Exercise goal
Print the passage of the article on COVID booster shots for pregnant women that lies between "What pregnant women" and "get a booster.", inclusive, with no changes.

Excerpt to read
What pregnant women need to know about COVID and booster shots

Inoculations for immunosuppressed individuals are recommended in the second trimester

Questions regarding COVID-19 booster shots for pregnant women have been pouring in across San Francisco’s health care network, city officials said this week.

But there’s not much confusion. Health experts resoundingly agree: Women who are pregnant, or thinking about becoming pregnant, should get vaccinated and receive a booster shot.

Monica Gandhi, who heads up the Division of HIV, Infectious Diseases, and Global Medicine at UC San Francisco, says the second trimester is the ideal time for pregnant women to get a booster.

“I recommend getting a booster well after the first trimester, into the second trimester. You want to protect the fetus when the placenta is fully formed so antibodies can cross over” to the fetus, Gandhi said. “That’s also a good time because that’s when pregnant women are more immunosuppressed.”

Records provided
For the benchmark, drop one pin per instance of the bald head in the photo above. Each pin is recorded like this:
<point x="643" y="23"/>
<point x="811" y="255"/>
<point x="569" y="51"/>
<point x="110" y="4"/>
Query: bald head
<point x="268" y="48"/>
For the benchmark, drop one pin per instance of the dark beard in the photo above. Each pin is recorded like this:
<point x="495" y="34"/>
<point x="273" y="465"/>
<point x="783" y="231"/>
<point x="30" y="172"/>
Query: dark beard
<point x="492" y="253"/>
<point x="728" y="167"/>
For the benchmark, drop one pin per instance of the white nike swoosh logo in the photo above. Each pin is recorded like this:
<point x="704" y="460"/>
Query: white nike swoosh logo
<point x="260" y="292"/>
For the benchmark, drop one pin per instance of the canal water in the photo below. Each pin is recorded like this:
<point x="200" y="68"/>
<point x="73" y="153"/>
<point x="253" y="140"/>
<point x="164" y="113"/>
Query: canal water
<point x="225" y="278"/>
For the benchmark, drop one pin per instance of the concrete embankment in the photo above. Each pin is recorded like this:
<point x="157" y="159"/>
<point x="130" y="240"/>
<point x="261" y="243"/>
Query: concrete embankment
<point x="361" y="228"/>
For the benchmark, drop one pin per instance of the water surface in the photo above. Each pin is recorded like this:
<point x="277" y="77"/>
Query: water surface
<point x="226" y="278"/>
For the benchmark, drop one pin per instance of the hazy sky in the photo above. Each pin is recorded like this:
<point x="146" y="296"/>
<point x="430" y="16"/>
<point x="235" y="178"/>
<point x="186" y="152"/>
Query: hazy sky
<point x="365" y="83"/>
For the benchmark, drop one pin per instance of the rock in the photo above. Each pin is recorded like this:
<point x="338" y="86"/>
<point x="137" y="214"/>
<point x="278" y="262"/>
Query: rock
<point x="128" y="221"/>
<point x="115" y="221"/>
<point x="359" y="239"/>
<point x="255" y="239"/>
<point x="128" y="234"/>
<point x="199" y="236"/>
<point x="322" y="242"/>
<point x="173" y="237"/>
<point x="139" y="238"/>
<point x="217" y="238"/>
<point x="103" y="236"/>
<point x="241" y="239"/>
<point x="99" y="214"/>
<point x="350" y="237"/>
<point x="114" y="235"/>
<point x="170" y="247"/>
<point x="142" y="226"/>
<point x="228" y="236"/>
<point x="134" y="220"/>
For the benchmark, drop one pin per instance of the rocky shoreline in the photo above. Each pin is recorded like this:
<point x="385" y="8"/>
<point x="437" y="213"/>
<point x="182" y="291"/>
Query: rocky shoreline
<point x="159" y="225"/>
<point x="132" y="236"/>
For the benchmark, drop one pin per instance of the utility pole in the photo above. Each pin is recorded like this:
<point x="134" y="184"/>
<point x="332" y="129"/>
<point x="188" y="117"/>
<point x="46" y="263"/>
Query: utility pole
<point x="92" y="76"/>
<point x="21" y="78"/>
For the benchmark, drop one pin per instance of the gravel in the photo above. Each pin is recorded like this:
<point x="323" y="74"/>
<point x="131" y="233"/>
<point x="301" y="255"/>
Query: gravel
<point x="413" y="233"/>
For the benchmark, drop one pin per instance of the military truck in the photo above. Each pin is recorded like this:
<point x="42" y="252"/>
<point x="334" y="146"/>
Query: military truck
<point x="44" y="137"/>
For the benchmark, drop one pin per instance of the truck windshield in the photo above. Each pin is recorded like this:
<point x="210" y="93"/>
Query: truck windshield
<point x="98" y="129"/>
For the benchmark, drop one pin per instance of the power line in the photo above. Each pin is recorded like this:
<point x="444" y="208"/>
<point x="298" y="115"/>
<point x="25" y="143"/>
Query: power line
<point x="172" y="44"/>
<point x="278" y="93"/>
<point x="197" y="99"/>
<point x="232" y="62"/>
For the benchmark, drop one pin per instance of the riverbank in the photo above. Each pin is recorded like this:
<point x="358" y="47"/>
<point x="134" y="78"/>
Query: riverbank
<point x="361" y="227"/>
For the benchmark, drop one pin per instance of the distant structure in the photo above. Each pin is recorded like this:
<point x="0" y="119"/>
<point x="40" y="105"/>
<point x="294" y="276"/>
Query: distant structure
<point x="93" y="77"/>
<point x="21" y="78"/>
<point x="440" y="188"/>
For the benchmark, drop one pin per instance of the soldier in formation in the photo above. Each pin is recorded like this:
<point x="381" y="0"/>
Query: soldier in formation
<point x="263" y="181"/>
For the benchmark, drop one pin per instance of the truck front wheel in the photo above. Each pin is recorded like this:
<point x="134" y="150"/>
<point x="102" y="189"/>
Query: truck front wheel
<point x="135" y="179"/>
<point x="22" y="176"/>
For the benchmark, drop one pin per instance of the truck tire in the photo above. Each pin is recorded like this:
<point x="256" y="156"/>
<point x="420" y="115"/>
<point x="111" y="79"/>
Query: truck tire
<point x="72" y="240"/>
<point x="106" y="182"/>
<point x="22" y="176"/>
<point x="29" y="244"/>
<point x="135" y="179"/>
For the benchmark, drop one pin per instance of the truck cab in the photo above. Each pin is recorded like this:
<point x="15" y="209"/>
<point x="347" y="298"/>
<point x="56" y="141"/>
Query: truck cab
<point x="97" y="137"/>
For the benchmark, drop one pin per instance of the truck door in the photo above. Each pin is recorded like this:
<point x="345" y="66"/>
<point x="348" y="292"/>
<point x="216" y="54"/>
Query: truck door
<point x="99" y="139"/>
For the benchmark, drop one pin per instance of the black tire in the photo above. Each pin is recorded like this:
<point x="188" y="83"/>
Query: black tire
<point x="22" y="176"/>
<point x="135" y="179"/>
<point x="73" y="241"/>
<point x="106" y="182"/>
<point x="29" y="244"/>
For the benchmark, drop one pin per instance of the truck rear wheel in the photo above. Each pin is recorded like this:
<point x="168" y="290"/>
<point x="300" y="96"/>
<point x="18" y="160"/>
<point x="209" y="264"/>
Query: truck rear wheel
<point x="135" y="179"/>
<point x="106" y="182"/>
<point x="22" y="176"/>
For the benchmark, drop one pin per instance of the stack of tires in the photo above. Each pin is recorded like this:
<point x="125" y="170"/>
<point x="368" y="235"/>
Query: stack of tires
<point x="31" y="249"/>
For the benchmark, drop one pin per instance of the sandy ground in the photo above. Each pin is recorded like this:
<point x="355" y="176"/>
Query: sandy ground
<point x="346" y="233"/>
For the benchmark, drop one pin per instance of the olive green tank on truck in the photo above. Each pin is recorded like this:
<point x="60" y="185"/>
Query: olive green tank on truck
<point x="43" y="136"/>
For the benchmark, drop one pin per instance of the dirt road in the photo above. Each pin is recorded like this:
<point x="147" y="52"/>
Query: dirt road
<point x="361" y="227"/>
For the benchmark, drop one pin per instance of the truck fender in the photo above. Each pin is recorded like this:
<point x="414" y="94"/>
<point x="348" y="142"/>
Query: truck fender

Answer to the problem
What pregnant women need to know about COVID and booster shots

Inoculations for immunosuppressed individuals are recommended in the second trimester

Questions regarding COVID-19 booster shots for pregnant women have been pouring in across San Francisco’s health care network, city officials said this week.

But there’s not much confusion. Health experts resoundingly agree: Women who are pregnant, or thinking about becoming pregnant, should get vaccinated and receive a booster shot.

Monica Gandhi, who heads up the Division of HIV, Infectious Diseases, and Global Medicine at UC San Francisco, says the second trimester is the ideal time for pregnant women to get a booster.